** RECORDS PROVIDED **

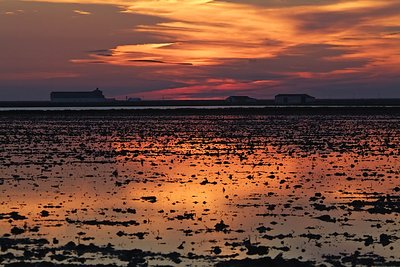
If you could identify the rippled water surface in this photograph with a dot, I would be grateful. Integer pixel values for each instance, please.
(200, 190)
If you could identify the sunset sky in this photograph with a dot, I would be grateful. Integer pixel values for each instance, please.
(189, 49)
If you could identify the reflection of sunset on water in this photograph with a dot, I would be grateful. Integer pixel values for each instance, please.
(191, 184)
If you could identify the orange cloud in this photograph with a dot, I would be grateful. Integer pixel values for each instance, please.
(199, 35)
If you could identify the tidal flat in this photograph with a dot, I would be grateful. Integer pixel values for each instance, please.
(200, 190)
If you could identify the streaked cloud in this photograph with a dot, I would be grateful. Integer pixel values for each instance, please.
(215, 48)
(81, 12)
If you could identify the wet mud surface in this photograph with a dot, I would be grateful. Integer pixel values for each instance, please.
(200, 190)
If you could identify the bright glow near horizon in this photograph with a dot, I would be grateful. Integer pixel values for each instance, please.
(200, 49)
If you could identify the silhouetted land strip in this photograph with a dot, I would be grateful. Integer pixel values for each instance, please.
(361, 111)
(194, 103)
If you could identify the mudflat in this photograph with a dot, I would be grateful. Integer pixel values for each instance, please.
(118, 188)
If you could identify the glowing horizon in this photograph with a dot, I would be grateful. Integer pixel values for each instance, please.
(202, 49)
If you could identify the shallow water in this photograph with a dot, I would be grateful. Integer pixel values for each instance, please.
(211, 188)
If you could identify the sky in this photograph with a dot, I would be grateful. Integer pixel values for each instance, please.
(200, 49)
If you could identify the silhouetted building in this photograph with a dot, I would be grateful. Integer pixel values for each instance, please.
(134, 99)
(83, 97)
(240, 100)
(293, 99)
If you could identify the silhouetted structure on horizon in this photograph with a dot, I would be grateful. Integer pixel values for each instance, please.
(81, 97)
(294, 99)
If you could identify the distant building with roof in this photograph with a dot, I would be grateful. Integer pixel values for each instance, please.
(293, 99)
(81, 97)
(240, 100)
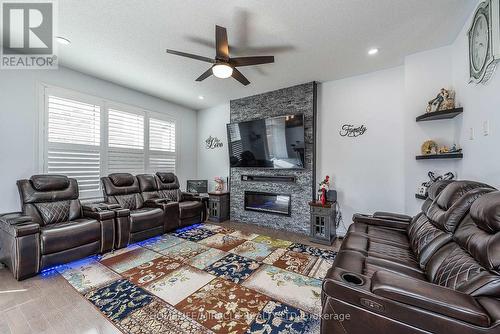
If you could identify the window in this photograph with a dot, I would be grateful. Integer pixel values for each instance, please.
(74, 142)
(85, 138)
(161, 145)
(126, 142)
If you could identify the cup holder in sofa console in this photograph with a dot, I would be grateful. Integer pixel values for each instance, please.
(352, 279)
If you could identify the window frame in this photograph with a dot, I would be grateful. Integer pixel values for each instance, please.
(41, 156)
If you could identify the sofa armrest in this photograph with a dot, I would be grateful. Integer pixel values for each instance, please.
(381, 222)
(190, 197)
(20, 244)
(155, 202)
(392, 216)
(429, 297)
(98, 211)
(17, 225)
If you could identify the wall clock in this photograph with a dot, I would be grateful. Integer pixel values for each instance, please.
(484, 41)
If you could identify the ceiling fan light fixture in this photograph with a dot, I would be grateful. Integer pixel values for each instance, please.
(222, 71)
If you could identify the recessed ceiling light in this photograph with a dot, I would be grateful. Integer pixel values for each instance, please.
(63, 41)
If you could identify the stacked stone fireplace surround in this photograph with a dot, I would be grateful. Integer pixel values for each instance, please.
(294, 100)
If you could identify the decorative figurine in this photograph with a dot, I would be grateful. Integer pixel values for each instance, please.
(449, 100)
(444, 149)
(219, 184)
(443, 101)
(429, 147)
(455, 149)
(324, 186)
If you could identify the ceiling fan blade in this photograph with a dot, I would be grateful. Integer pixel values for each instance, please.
(192, 56)
(221, 44)
(248, 61)
(205, 75)
(240, 77)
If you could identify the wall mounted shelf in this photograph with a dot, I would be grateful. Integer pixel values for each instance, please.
(440, 156)
(443, 114)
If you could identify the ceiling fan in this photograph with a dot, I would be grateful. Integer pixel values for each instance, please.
(224, 66)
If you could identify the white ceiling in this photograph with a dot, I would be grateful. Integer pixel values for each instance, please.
(124, 41)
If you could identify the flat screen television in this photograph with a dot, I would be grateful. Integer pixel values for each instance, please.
(276, 142)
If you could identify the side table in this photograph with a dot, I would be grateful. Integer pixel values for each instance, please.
(218, 206)
(323, 229)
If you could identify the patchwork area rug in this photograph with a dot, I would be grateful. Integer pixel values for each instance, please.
(206, 279)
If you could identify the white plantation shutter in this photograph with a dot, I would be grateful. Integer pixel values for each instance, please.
(162, 154)
(85, 137)
(73, 142)
(125, 142)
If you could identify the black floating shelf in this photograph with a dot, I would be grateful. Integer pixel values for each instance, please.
(443, 114)
(440, 156)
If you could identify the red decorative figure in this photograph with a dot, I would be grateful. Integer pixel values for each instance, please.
(324, 186)
(323, 196)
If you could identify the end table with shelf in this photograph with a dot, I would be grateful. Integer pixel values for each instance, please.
(323, 225)
(218, 206)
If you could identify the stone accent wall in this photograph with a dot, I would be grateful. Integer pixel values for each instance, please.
(288, 101)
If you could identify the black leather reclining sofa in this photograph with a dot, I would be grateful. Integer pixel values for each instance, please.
(155, 203)
(436, 273)
(55, 228)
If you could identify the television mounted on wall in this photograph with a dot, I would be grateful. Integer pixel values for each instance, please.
(276, 143)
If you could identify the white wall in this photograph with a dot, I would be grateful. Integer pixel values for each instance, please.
(213, 162)
(367, 170)
(481, 103)
(425, 74)
(18, 118)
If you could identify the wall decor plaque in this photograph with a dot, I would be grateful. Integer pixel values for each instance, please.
(349, 130)
(213, 143)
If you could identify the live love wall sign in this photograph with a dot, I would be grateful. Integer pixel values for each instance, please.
(349, 130)
(213, 143)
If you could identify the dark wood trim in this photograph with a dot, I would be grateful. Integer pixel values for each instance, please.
(442, 114)
(315, 122)
(440, 156)
(263, 193)
(268, 178)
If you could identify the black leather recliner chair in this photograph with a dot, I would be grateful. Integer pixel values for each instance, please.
(364, 223)
(151, 195)
(53, 228)
(439, 275)
(146, 219)
(191, 207)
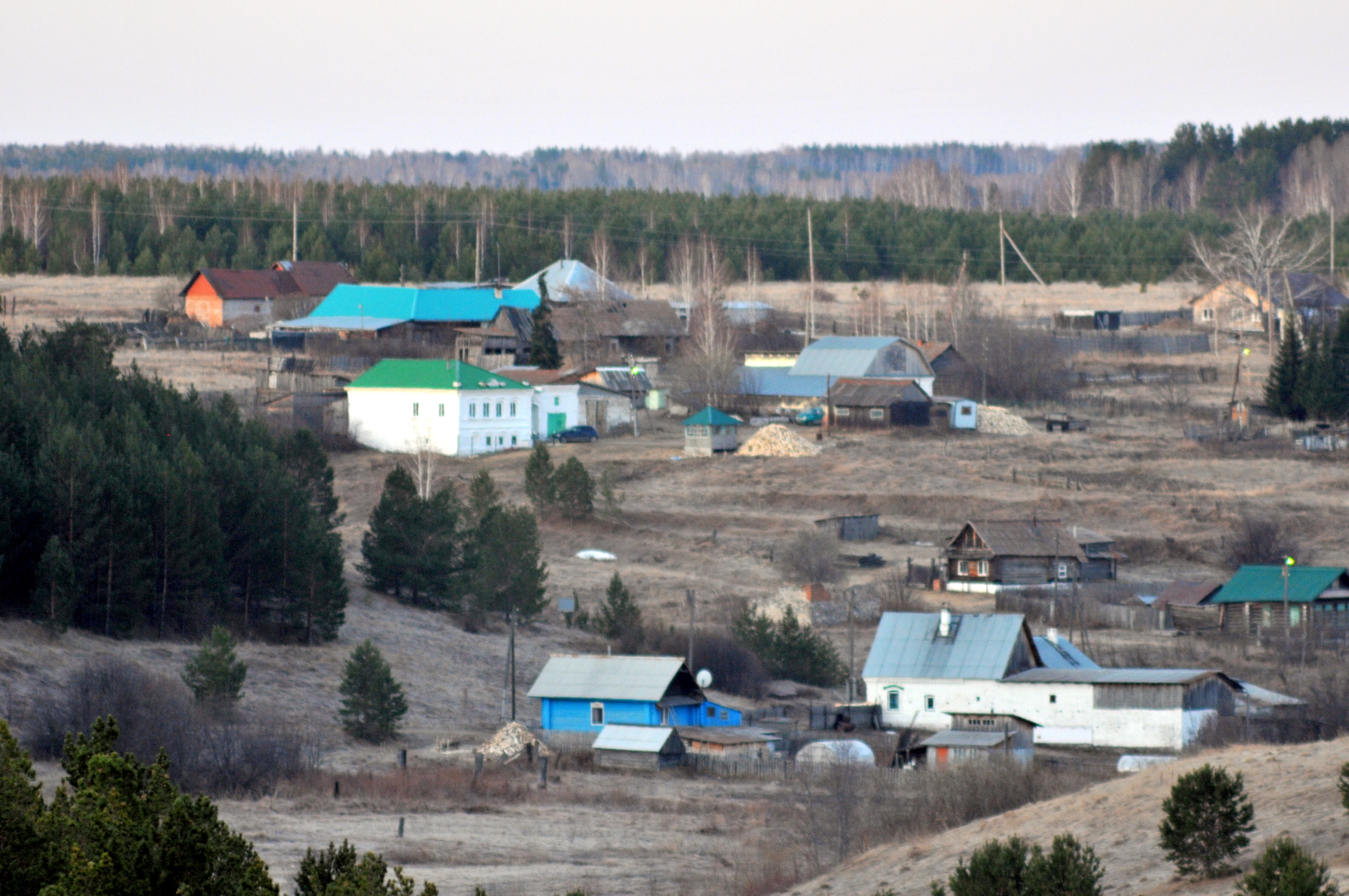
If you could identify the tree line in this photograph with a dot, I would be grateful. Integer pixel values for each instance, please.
(131, 509)
(101, 225)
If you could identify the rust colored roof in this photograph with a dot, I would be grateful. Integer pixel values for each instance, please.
(316, 278)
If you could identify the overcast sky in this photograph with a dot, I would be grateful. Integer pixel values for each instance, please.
(514, 75)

** TASK OBJECTIVE **
Pictures included in the data should be dropped; everything else must be repeated exactly.

** RESPONSE **
If you could identify the rippled water surface in this photograph with a dot, I would be grateful. Integer pixel values for each instance, please.
(200, 190)
If you could identify the sunset sky in this photograph with a dot, I would be grateful. Integer pixel values for each instance, please.
(189, 49)
If you could identify the reflection of sunset on water in this photograph with a dot, I would be grateful. Integer pixel values for each instance, please.
(191, 184)
If you could identify the orange cloud in this photograph with a dot, I would be grateful. Integer pixel values for each instance, please.
(199, 35)
If you could identify the tidal flat in this photograph with a dot, I would be grateful. Integer pixel values for each instance, please.
(200, 190)
If you could identify the streaked cloud in this photograph with a dot, I would be grateful. Integer pixel values for each instance, please.
(215, 48)
(81, 12)
If you could identify the wet mud surface in this photograph with a dot, I would be grateful. Integer pixel values for each instance, please.
(200, 190)
If you could identify the bright glow near horizon in this photograph with a dot, I would be grateful. Integer pixel values for each instance, please.
(200, 49)
If you could identify the silhouetted land strip in this photograph with a dot, I would be grateful. Integer pixel values for each instance, please.
(361, 111)
(194, 103)
If you could identify the mudflat in this photograph with a dot, I would be grateful. Integer pixel values for each instance, please.
(118, 188)
If you could identify the glowing horizon in this photograph with a dot, I would be grateful. Integer pixel values for each instance, please.
(202, 49)
If you could identify the shallow water in this photograph with a dot, I would be grateful. Integer pixel values for each instance, please.
(211, 188)
If you could identify the sky in this photograph with a dot, I would be grateful. Integer pixel values for each instance, please.
(200, 49)
If you could identify the silhouetted building in this photograph with a dot, I would be grateful. Integer pixel values for each instance, please.
(134, 99)
(83, 97)
(240, 100)
(293, 99)
If you could identify the silhouetted structure on horizon in this photograph with a dot, I would be grateful. Integer pixel values for each instance, please.
(81, 97)
(294, 99)
If you could identify the distant building with roof in this photograph with a dot, I would be grateful. Integer pixel values for each instance, please.
(293, 99)
(81, 97)
(240, 100)
If you could identify the window in this photograph with a dot, I would be grateful. Integer pixel values for each instance, please.
(74, 142)
(85, 138)
(161, 145)
(126, 142)
If you could identify the cup holder in sofa console in this photograph with a dot, I would be grateful. Integer pixel values for each instance, please.
(352, 279)
If you could identify the window frame in this photograph with a dot, I would be grateful. Integer pixel values for each instance, please.
(41, 156)
If you could identify the sofa armrest in this photograph with a dot, I would be grateful. Integer pixel values for each instance, please.
(381, 222)
(190, 197)
(20, 244)
(155, 202)
(392, 216)
(429, 297)
(98, 211)
(17, 225)
If you could identify the wall clock in this photograph with a dot, I would be grateful. Integer pixel values for each instance, please.
(484, 41)
If you could identify the ceiling fan light fixture in this photograph with a dot, I would be grateful. Integer pixel values for each instance, please.
(222, 71)
If you could identify the recessed ceiling light in this photograph with a dot, I would be grateful. Integer pixel values for each instance, please.
(63, 41)
If you could identify the stacked stone fireplace surround in this photograph with a dot, I would be grateful. Integer pixel values for each instance, please.
(294, 100)
If you could identify the decorative figurine in this photograph with a dot, I would be grateful. Integer pixel values for each instance, please.
(449, 100)
(444, 149)
(219, 184)
(443, 101)
(429, 147)
(455, 149)
(324, 186)
If you could identify the ceiling fan blade in this photograph with a dot, I would be grateful. Integer pixel values for each instance, please.
(192, 56)
(221, 44)
(248, 61)
(205, 75)
(240, 77)
If you could identify the wall mounted shelf in this photograph with a dot, I would be grateful. Integer pixel values for each instance, please.
(440, 156)
(443, 114)
If you could identify the ceiling fan in this photograph with a dot, I would be grateful. Integer pixel values for each instance, please.
(224, 66)
If you could identify the white ceiling in this photograph with a dot, I would be grateful. Integer pixel values for each instance, please.
(124, 41)
If you could identify the flat screen television in this photograph with a dot, I would be grateful. Integer pixel values for each instance, please.
(276, 142)
If you could identify the side table in this photograph with a dot, I would be grateful. Integer pixel values for each instance, please.
(218, 206)
(323, 229)
If you could identify the patchwork area rug in this photograph with a dot, I would be grateful. Integer pixel values for each instance, please.
(206, 279)
If you could identify the white plantation shutter in this photograph with a dot, I would be grateful. Integer pixel values for each instance, please.
(162, 154)
(85, 137)
(73, 142)
(125, 142)
If you could identify the black floating shelf in this photograph with a dot, I would be grateful. Integer pixel values for each instance, please.
(443, 114)
(440, 156)
If you could identify the red decorative figure in this photograph with a dot, I would be grateful. Integer pixel values for each instance, please.
(324, 186)
(323, 196)
If you could identify the end table with shelf in this photograph with a dot, I would be grateful. Integer pixel values for each instance, please.
(323, 225)
(218, 206)
If you could identify the stone accent wall in this photograph with a dot, I would be grateful. Integer pixel values for each instance, please.
(288, 101)
If you could identify the black leather reclining sofa in this photograph with a dot, I would be grateful. Integer pixel values for each instance, please.
(155, 203)
(436, 273)
(55, 228)
If you could identify the television mounted on wall in this photograph with a dot, I would be grateful. Integer pixel values for each instance, please.
(276, 143)
If you could identify the white wall in this photograph with a dot, I would be grateful. Integer pixel values for each instance, please.
(213, 162)
(367, 170)
(481, 103)
(425, 74)
(18, 118)
If you could identify the wall decor plaque in this photograph with a dot, I would be grateful. Integer pixel values for each instance, please.
(349, 130)
(213, 143)
If you could identify the live love wall sign in this photograph with a dot, I would be grateful. Integer pixel values for each instance, please.
(349, 130)
(213, 143)
If you could identify the dark wood trim in this photograph with a dot, I would be grateful. Integer pixel values for each instance, please.
(442, 114)
(315, 122)
(440, 156)
(263, 193)
(268, 178)
If you could identify the black leather recliner chair in this photograph with a dot, I would be grateful. Integer pixel values for each instance, please.
(364, 223)
(151, 195)
(53, 228)
(439, 275)
(146, 219)
(191, 207)
If you could identify the tree line in this photograph with a dot, I would be grateful. Integer pixel values for each instance, please.
(131, 509)
(101, 225)
If you could identify the rust colored roof in this photograph with a dot, I would be grateful. Integer pixel values for each instance, please.
(316, 278)
If you could identify the overcast sky in this photograph with a dot, I would be grateful. Integer pixel values for each instance, please.
(514, 75)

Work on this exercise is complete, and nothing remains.